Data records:
⟨

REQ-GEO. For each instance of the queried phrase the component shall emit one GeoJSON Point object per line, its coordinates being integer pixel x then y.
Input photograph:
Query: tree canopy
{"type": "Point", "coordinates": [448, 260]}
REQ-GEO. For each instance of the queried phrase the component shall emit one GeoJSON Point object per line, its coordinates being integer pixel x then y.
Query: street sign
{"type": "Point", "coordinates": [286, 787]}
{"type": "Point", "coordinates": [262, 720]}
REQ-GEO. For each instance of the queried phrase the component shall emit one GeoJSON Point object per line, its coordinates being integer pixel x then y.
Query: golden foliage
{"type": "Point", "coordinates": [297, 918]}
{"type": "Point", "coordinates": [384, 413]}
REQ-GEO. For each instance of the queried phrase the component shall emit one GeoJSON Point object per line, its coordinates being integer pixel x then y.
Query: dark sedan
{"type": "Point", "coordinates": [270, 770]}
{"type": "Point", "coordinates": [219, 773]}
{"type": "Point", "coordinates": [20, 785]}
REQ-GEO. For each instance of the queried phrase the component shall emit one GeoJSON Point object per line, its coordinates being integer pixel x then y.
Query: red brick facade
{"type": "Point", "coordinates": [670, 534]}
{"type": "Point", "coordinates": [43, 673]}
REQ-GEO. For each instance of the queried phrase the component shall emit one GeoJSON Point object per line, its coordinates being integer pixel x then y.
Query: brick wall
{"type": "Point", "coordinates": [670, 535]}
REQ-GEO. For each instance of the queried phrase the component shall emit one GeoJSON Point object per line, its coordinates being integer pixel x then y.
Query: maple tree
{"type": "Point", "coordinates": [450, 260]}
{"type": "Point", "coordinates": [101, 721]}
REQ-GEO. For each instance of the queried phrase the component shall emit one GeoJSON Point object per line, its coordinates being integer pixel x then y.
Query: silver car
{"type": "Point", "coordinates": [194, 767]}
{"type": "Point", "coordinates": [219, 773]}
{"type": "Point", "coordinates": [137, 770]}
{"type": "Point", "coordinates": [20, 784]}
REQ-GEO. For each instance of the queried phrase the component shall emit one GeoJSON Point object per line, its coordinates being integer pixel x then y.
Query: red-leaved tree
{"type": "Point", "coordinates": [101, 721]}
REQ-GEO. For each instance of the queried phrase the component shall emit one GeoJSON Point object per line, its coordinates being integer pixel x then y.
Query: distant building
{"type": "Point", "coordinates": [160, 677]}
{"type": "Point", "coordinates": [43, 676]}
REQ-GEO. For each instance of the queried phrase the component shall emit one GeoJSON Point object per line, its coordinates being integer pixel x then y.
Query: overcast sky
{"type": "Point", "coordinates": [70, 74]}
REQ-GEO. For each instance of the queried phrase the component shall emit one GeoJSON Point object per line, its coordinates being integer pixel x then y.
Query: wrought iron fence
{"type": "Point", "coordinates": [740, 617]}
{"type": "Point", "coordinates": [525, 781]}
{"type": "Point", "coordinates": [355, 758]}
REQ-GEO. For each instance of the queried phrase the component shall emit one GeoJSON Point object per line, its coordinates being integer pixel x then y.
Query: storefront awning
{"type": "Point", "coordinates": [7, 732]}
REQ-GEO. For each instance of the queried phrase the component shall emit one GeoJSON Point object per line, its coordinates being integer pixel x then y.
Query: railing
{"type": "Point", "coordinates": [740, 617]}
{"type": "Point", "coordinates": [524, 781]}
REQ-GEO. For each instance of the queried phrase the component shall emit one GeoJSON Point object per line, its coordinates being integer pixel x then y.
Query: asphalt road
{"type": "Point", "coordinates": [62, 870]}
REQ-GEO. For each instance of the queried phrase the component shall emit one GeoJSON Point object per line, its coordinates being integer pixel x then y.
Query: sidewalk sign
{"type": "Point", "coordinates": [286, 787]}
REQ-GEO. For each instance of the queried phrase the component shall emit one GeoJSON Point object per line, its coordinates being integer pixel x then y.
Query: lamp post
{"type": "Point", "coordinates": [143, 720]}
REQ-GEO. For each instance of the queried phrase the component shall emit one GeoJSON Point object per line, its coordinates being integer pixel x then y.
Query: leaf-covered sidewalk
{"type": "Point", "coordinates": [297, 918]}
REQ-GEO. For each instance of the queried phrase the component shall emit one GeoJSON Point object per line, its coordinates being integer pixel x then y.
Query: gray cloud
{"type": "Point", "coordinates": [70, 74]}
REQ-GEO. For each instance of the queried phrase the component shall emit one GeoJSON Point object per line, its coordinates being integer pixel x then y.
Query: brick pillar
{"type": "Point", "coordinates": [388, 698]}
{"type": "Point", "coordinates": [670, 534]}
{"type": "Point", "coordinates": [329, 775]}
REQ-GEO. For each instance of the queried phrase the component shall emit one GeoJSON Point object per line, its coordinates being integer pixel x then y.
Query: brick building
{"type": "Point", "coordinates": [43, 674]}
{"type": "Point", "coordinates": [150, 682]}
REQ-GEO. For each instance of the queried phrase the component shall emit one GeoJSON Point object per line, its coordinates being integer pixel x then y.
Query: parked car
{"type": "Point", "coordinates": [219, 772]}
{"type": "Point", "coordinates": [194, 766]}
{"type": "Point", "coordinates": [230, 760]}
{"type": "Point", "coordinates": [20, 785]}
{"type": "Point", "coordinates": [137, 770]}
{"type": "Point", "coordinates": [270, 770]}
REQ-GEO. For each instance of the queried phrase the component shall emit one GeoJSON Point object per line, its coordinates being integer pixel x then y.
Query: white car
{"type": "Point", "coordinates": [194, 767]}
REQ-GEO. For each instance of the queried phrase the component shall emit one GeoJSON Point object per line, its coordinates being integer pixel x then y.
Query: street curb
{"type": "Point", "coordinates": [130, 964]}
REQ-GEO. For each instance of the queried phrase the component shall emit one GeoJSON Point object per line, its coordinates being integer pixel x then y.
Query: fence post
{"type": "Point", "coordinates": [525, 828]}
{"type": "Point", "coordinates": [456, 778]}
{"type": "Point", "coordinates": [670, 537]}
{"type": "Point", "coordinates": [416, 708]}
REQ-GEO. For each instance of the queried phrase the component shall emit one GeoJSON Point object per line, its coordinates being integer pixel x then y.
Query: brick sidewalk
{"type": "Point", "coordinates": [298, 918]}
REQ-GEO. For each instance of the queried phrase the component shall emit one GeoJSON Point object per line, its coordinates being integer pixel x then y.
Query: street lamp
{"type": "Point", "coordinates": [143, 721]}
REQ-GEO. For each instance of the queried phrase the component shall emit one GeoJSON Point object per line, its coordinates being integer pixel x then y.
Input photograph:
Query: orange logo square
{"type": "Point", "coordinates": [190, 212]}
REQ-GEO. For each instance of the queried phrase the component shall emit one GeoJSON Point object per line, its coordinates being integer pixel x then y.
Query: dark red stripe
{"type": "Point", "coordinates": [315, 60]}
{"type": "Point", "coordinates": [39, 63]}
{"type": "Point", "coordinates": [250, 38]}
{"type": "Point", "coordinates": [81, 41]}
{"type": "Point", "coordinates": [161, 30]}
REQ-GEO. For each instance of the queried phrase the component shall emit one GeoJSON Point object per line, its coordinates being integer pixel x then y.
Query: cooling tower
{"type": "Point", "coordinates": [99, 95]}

⟩
⟨

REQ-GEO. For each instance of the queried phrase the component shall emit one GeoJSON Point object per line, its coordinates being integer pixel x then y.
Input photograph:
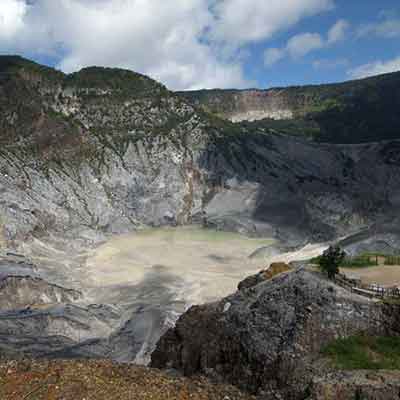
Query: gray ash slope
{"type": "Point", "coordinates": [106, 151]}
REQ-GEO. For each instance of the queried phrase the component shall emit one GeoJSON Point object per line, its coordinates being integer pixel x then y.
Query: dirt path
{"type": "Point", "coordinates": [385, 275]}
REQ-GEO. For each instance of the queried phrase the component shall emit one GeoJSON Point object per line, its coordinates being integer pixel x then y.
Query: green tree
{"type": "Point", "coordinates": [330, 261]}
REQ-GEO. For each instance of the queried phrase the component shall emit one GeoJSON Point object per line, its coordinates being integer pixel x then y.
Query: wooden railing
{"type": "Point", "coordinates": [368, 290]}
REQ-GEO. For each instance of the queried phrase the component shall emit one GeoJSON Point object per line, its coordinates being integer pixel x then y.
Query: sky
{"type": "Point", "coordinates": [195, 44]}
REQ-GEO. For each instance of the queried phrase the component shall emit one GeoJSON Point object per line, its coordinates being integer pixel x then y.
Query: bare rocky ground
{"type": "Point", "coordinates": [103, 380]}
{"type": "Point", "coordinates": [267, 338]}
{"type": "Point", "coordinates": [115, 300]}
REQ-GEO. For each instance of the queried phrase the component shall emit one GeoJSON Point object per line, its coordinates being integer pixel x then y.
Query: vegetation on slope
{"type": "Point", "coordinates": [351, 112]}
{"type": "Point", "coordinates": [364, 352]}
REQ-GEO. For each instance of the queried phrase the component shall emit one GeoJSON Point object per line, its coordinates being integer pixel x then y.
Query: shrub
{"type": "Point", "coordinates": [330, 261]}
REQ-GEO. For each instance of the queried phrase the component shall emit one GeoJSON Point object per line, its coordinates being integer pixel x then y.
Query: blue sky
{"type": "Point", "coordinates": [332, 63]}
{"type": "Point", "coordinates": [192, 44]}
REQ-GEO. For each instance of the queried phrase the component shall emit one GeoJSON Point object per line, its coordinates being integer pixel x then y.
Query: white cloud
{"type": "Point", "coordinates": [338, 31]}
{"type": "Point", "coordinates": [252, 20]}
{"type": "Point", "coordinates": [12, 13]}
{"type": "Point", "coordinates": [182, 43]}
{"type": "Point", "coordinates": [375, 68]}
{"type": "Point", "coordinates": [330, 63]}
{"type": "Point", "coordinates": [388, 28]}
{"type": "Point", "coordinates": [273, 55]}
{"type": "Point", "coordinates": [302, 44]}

⟩
⟨

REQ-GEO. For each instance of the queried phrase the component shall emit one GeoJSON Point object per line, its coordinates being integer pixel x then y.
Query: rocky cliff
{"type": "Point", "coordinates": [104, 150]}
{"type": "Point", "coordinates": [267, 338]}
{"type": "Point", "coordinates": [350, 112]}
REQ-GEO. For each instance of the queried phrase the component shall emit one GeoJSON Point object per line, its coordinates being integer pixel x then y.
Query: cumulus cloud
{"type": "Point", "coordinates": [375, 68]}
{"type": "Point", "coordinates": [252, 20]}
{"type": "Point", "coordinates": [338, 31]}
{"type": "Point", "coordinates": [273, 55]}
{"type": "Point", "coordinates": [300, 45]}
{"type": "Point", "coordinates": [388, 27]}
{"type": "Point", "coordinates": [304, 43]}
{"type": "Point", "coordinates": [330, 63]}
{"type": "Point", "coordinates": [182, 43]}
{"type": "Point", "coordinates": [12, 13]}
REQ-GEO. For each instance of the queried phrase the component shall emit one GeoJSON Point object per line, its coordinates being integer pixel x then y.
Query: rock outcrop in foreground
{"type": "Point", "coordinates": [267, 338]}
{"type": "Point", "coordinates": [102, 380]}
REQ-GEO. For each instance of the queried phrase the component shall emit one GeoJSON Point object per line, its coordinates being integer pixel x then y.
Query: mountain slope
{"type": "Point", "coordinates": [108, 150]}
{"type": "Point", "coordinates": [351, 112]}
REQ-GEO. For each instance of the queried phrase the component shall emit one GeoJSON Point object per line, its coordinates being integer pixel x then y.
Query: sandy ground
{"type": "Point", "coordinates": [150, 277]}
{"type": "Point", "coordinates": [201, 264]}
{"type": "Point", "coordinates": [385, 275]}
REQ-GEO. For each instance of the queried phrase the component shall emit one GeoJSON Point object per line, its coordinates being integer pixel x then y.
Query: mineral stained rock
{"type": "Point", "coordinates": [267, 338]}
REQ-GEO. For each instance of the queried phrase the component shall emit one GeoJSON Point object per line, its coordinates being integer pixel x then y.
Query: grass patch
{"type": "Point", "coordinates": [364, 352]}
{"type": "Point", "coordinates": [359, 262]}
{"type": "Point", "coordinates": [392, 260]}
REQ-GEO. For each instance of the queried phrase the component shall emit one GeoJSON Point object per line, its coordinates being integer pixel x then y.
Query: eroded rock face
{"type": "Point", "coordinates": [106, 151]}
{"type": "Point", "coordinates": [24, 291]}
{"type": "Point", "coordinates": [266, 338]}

⟩

**WRITTEN EXERCISE:**
Report every line in the items above that contains the string "building". Matching is case-sensitive.

**TASK ANSWER:**
Query: distant building
Query: brick building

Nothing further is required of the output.